Prompt: Continue the biography of gymnast Aleksandr Dityatin from the point where it stops.

Given passage:
________________________

Aleksandr Nikolaevich Dityatin (, born 7 August 1957) is a retired Soviet/Russian gymnast, three-time Olympic champion, and Honoured Master of Sports of the USSR. Winning eight medals at the 1980 Summer Olympics, he set the record for achieving the most medals of any type at a single Olympic Games. The American swimmer Michael Phelps has now twice equalled this record, at Athens 2004 and Beijing 2008. Dityatin competed for the Leningrad Dinamo sports society.

Biography 
Dityatin was born in Leningrad (St. Petersburg) on 7 August 1957. At the age of 15 he was given special dispensation to take part in the senior USSR championships. Two years later he won the Spartakiades in USSR, an event which was followed by a growth crisis in which he grew 12 cm in one year. At the age of 18, as part of the national team, he came third in the European championships, which were won outright by compatriot Nikolai Andrianov.

Dityatin's first Olympic success was at the 1976 Summer Olympics in Montreal, where he won two silver medals: on the rings and in the team competition. At the 1980 Summer Olympics, after years of being second to teammate Andrianov, 22-year-old Dityatin won a record eight medals in the Moscow Games where he won the all-around title and seven more medals, including two golds to add to his historic achievement of the perfect 10, a feat which had only been recorded by Romania's Nadia Comaneci and the Soviet Union's Nellie Kim in the Olympic Games by then. Shortly after the 1980 Olympics, Dityatin was seriously injured while training, which ended his career. He was the most successful athlete at the 1980 Summer Olympics. As of 2017 he is the only athlete who won a medal in each of the eight gymnastics events at one Olympics.

To add more to the impressiveness of his performance at the 1980 Olympics, not only did he medal in every event, which, of course, suggests an excellent standard of performance throughout the entire competition, but throughout his 24 performances (the maximum # of performances a male gymnast can have throughout an Olympics), he scored no lower than a 9.800 out of 10 throughout those 24 performances, and on 18 of those performances, his score was at least a 9.900.

________________________

Data excerpts:
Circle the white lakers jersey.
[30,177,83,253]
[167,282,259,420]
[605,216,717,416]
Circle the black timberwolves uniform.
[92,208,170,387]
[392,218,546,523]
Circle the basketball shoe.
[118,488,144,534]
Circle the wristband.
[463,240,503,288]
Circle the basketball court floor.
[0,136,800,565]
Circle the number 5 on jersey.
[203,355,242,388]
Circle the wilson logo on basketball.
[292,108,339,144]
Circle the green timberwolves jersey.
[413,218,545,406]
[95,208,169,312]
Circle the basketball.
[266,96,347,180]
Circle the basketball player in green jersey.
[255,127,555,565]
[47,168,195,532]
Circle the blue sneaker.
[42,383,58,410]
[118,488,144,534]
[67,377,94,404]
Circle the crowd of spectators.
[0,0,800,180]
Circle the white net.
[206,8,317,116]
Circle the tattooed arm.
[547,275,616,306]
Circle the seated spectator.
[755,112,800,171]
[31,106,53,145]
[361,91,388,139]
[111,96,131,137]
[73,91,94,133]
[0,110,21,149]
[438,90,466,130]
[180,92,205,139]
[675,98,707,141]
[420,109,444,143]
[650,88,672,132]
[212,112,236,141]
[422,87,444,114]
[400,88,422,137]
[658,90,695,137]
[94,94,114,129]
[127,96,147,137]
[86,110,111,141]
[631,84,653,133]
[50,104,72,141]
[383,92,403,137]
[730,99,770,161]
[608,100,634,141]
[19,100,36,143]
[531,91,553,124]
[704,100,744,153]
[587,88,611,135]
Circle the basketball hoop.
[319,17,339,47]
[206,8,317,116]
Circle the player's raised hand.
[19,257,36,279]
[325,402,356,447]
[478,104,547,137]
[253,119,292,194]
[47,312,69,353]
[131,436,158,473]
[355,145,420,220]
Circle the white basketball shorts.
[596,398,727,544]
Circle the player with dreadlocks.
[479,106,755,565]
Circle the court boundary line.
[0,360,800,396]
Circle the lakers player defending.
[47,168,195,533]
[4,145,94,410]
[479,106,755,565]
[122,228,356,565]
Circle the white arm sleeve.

________________________

Answer for this exercise:
Dityatin is the first athlete in Olympic history to win eight medals in one Olympic Games. He was also the first male gymnast to be awarded a perfect score of ten in an Olympic competition, a feat he accomplished in the long horse vault.

Dityatin graduated from Leningrad Lesgaft Institute of Physical Education. He was awarded Order of the Badge of Honor (1976), and Order of Lenin (1980, for guarding the State Border of the USSR). Between 1980 and 1995 Dityatin was the head coach of a sports team from Leningrad (Leningrad OKPP).

In 2004, Dityatin was inducted into the International Gymnastics Hall of Fame.

The annual Alexander Dityatin Cup competition is held in his honor in Russia.

Achievements (non-Olympic)

See also 
 List of multiple Summer Olympic medalists
 List of multiple Olympic medalists at a single Games
 Perfect 10 (gymnastics)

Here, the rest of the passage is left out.